═════ Excerpted passage ═════

# Rebel, Four Seasons, Janacek's Sinfonietta, Quartet for the End of Time



## science (Oct 14, 2010)

I took a long, long walk through the park and the city today, and listened to four works while I did so. First was Rebel's _Les Elemens_.










By listening to Reinhard Goebel, I position myself in opposition to a league of internet snobs, and tomorrow I will listen to Jordi Savall to entrench myself here.

Anyway, the first part of _Les Elemens_ is must-hear music, whether you indulge yourself in this particular philistine recording or seek out something more elite. I simply love it and cannot recommend it strongly enough.

Unless you haven't heard Vivaldi's _Four Seasons_ yet. "Air" has posted a long blog on how he overcame his Bohemian ennui and learned to appreciate _The Four Seasons_ again. He gives some recommendations and it's a post worth checking out: How I finally came into terms with Vivaldi.

In the comments, he explained that he'd become "overfamiliar" with it, ruining the pleasure for him. Fortunately, I think I haven't done that to myself yet, but I thought I'd put myself to the test, listening to the version that I've heard the most:










I found it unbearably hackneyed and ... just kidding. Aside from a few movements (the first of Spring and the second of Winter, for example), I think the only time I've heard this music is when I've put it on. It really is delightful, every little detail is perfect, and there's a satisfying range of emotion.

Don't listen to it until you're sick of it. Everything in moderation, friends!

Well, then I listened to Janacek's Sinfonietta.










It's like a tutorial in what to do with the brass and the horns. Wonderful stuff. Janacek enjoys a little more fame than Rebel, but they both deserve more than they've got.

Finally, it was on to Messiaen's _Quartet for the End of Time_.

═════ Dataset rows ═════

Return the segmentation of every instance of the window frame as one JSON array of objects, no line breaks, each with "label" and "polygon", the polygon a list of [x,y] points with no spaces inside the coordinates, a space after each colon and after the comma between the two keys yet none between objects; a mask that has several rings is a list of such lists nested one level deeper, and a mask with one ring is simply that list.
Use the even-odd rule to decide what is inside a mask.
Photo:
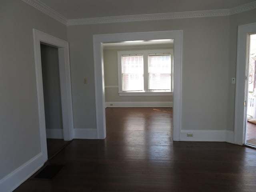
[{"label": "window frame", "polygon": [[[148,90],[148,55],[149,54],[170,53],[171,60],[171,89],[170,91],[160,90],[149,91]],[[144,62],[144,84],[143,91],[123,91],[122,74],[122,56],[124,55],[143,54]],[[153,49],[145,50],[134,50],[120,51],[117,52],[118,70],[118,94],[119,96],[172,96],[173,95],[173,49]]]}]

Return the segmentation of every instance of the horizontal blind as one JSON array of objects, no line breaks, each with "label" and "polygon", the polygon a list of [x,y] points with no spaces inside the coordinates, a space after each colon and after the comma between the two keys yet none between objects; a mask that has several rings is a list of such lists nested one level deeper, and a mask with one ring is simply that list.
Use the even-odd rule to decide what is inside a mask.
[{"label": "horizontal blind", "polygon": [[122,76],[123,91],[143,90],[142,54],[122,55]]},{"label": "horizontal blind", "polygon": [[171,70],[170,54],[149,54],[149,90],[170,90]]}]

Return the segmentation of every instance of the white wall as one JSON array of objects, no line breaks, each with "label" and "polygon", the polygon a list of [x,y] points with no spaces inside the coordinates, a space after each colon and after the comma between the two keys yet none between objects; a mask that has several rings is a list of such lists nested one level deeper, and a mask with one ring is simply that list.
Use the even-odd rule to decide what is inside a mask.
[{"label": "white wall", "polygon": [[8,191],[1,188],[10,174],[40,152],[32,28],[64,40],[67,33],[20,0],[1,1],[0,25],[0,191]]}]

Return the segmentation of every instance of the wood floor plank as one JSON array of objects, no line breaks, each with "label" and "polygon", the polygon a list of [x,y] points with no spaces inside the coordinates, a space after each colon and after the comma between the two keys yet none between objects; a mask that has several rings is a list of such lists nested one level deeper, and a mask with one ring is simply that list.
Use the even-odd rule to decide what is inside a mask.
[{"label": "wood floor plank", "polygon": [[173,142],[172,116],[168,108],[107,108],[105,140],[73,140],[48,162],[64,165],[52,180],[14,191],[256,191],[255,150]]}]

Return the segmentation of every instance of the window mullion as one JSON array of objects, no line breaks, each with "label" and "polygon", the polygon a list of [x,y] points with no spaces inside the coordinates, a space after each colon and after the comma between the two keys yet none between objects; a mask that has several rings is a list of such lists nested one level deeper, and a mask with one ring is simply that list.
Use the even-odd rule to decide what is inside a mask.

═════

_Short exercise:_
Reproduce the entire blog post about the four musical works above, word for word.

_Finished answer:_
# Rebel, Four Seasons, Janacek's Sinfonietta, Quartet for the End of Time



## science (Oct 14, 2010)

I took a long, long walk through the park and the city today, and listened to four works while I did so. First was Rebel's _Les Elemens_.










By listening to Reinhard Goebel, I position myself in opposition to a league of internet snobs, and tomorrow I will listen to Jordi Savall to entrench myself here.

Anyway, the first part of _Les Elemens_ is must-hear music, whether you indulge yourself in this particular philistine recording or seek out something more elite. I simply love it and cannot recommend it strongly enough.

Unless you haven't heard Vivaldi's _Four Seasons_ yet. "Air" has posted a long blog on how he overcame his Bohemian ennui and learned to appreciate _The Four Seasons_ again. He gives some recommendations and it's a post worth checking out: How I finally came into terms with Vivaldi.

In the comments, he explained that he'd become "overfamiliar" with it, ruining the pleasure for him. Fortunately, I think I haven't done that to myself yet, but I thought I'd put myself to the test, listening to the version that I've heard the most:










I found it unbearably hackneyed and ... just kidding. Aside from a few movements (the first of Spring and the second of Winter, for example), I think the only time I've heard this music is when I've put it on. It really is delightful, every little detail is perfect, and there's a satisfying range of emotion.

Don't listen to it until you're sick of it. Everything in moderation, friends!

Well, then I listened to Janacek's Sinfonietta.










It's like a tutorial in what to do with the brass and the horns. Wonderful stuff. Janacek enjoys a little more fame than Rebel, but they both deserve more than they've got.

Finally, it was on to Messiaen's _Quartet for the End of Time_.